WHAT YOU WILL DO:
Where a line below includes the word "knob", copy that line.

Records contained in a dataset
********************

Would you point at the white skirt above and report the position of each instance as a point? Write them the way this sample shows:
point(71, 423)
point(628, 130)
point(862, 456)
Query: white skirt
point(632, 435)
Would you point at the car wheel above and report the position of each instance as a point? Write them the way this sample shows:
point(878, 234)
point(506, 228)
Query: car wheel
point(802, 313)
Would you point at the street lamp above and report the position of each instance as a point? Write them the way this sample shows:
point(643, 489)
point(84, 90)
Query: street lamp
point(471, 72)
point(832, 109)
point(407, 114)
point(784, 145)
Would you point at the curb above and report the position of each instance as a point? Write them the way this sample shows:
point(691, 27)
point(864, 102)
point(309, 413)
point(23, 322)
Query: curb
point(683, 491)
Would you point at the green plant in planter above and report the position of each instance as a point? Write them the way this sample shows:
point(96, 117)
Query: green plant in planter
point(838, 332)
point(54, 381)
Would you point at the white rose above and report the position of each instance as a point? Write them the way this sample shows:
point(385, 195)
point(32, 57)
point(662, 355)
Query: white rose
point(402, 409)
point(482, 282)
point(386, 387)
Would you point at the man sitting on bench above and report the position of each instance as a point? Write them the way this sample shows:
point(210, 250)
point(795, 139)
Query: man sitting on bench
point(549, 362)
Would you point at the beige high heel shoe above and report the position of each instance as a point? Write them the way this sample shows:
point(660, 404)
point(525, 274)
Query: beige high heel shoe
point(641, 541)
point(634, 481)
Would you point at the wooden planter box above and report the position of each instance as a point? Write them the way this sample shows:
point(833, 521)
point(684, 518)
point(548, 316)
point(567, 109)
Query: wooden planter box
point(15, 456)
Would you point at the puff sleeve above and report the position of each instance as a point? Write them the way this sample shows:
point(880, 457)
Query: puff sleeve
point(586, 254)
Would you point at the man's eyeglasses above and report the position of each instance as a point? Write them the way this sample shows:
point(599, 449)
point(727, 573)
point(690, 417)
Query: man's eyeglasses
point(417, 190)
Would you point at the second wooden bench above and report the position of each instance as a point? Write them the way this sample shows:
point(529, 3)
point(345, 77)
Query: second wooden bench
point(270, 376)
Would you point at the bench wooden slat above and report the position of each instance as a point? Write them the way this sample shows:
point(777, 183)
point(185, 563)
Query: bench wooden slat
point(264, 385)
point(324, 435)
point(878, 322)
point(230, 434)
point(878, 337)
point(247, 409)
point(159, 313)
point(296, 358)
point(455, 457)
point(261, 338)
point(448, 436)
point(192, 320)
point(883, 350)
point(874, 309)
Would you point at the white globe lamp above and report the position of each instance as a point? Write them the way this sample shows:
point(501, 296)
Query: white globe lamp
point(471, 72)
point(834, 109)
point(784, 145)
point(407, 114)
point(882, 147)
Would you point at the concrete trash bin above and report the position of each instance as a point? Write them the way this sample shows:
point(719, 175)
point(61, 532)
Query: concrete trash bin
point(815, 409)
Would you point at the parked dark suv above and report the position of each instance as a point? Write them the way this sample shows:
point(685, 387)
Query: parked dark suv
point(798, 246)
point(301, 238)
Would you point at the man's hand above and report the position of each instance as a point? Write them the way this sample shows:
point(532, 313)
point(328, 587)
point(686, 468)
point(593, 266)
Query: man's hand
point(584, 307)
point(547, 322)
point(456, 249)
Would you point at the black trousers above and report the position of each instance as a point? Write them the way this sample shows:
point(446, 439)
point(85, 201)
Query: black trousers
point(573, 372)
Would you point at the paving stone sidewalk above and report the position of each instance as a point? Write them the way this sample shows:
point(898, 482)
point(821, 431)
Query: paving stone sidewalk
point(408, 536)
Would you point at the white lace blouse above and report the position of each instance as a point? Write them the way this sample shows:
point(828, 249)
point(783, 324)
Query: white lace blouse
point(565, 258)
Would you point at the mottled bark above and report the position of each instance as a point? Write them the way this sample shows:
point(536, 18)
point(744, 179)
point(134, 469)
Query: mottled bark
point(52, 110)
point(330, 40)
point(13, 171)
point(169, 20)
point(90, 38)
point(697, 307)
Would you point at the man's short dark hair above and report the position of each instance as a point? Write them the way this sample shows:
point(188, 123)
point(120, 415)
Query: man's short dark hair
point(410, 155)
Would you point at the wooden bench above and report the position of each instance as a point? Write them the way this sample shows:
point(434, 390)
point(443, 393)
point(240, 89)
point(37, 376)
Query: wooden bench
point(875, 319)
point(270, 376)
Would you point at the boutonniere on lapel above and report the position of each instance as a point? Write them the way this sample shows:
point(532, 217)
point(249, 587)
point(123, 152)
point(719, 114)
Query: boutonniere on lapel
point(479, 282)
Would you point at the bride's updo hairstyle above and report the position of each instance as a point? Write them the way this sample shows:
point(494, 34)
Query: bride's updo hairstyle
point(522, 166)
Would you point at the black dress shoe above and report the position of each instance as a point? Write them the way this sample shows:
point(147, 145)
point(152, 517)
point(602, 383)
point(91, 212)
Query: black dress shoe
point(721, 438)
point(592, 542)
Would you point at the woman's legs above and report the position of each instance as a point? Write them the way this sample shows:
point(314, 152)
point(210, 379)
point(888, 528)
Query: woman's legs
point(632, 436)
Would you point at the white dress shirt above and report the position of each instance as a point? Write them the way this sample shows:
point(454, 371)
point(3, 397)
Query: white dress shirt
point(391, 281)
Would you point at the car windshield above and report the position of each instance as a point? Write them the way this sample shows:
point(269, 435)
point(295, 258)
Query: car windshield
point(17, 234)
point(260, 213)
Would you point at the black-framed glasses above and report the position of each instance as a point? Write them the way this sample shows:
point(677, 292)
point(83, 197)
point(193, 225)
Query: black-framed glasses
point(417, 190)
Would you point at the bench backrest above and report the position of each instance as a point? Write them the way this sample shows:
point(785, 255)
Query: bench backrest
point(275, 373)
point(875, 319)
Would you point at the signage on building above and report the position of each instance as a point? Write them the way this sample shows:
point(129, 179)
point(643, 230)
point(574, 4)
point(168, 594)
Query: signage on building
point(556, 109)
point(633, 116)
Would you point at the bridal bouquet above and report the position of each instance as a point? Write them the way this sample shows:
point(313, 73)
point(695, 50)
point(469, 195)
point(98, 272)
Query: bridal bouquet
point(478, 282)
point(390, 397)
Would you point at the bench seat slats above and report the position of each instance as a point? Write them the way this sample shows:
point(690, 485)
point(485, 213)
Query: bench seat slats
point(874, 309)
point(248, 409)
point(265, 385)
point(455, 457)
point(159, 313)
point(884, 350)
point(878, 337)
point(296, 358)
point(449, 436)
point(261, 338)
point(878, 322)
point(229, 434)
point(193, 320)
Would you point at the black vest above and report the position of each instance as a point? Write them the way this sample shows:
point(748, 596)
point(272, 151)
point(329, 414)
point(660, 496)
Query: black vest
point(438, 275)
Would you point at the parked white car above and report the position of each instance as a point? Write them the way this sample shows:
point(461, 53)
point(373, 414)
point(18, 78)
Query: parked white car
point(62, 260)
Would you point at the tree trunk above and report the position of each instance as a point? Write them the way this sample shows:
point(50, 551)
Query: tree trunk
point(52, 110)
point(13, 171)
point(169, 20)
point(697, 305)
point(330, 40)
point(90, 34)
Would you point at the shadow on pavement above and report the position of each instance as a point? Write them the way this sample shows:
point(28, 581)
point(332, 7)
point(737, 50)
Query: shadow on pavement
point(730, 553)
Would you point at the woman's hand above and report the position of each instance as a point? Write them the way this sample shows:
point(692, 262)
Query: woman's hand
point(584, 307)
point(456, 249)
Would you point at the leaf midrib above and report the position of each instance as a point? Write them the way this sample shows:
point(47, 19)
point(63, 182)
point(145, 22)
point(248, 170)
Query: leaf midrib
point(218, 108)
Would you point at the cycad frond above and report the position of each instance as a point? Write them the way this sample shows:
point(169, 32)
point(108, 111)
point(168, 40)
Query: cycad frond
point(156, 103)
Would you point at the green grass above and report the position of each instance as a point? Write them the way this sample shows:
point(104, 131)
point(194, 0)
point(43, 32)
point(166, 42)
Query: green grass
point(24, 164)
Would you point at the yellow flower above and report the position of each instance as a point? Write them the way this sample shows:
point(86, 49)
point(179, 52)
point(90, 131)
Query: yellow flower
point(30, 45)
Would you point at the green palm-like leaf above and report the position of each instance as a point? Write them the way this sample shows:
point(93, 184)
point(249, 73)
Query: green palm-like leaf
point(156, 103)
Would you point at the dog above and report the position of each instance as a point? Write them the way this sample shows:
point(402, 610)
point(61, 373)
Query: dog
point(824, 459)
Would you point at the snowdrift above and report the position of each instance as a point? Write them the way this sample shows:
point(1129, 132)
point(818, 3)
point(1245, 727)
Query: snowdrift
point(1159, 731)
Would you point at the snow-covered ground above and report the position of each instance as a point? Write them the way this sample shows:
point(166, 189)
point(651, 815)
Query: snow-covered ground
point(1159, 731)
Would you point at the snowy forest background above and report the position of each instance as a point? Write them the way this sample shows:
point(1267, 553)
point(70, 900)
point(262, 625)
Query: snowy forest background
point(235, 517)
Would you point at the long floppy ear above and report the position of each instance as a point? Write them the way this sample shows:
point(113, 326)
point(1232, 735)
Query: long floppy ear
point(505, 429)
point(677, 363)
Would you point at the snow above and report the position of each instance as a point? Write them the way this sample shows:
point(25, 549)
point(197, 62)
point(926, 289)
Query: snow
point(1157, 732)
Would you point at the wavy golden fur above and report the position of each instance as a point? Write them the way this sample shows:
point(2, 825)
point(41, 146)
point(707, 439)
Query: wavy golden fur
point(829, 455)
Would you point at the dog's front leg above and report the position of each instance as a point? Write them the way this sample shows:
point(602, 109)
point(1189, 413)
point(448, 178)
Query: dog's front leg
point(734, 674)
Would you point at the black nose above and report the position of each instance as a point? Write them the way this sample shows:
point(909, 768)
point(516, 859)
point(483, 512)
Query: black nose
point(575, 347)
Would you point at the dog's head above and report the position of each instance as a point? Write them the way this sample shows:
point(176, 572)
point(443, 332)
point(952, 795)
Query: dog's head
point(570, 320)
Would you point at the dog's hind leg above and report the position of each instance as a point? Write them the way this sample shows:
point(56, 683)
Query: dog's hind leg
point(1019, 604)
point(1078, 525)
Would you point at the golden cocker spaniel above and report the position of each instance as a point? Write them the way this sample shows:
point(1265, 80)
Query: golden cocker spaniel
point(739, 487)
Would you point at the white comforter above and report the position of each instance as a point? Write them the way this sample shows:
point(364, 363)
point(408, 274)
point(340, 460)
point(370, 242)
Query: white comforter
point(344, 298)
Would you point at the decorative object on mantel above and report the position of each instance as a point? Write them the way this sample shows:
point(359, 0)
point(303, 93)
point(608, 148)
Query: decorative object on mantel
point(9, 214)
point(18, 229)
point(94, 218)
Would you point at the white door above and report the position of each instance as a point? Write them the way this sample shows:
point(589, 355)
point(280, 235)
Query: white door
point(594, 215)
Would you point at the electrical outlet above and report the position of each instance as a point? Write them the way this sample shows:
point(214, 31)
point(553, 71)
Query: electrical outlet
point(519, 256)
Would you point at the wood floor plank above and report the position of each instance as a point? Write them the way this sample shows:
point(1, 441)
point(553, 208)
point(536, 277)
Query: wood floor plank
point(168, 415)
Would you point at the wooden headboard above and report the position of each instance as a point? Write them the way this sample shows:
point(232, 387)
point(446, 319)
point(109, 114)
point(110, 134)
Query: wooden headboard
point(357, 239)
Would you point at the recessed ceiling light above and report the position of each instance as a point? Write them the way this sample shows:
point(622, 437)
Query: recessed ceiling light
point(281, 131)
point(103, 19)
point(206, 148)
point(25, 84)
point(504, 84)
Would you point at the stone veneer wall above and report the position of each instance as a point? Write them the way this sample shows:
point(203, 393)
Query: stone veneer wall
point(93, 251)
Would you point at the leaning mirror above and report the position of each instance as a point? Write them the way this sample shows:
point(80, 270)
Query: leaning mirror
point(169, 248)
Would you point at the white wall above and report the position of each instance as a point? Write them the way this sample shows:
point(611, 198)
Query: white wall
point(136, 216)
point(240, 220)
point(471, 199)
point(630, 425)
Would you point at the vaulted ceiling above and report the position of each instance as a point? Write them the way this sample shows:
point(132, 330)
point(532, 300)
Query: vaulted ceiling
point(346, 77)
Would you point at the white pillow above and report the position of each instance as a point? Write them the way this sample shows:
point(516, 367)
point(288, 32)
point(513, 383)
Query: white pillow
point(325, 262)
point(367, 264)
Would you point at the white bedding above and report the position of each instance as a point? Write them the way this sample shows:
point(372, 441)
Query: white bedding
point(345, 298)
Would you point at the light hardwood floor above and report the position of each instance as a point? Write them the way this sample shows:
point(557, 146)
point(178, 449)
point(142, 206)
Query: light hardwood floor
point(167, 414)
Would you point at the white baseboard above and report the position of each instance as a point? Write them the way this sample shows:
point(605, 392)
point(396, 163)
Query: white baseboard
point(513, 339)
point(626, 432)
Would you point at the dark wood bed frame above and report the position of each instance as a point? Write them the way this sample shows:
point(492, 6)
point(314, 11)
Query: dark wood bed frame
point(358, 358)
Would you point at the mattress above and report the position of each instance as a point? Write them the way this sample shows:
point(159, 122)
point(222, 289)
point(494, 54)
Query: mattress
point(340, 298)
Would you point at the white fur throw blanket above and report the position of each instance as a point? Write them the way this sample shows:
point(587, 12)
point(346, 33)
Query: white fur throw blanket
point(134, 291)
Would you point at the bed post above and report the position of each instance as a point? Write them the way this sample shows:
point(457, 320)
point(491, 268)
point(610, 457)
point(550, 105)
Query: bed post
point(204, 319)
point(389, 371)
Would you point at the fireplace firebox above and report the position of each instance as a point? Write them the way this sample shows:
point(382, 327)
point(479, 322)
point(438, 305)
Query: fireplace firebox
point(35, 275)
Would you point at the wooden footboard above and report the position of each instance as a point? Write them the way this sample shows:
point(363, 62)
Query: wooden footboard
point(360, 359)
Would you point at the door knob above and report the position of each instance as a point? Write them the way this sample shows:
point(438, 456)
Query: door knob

********************

TASK RESULT:
Would you point at the door knob above and report the position of each instance as a point? Write them the way this sample shows:
Query: door knob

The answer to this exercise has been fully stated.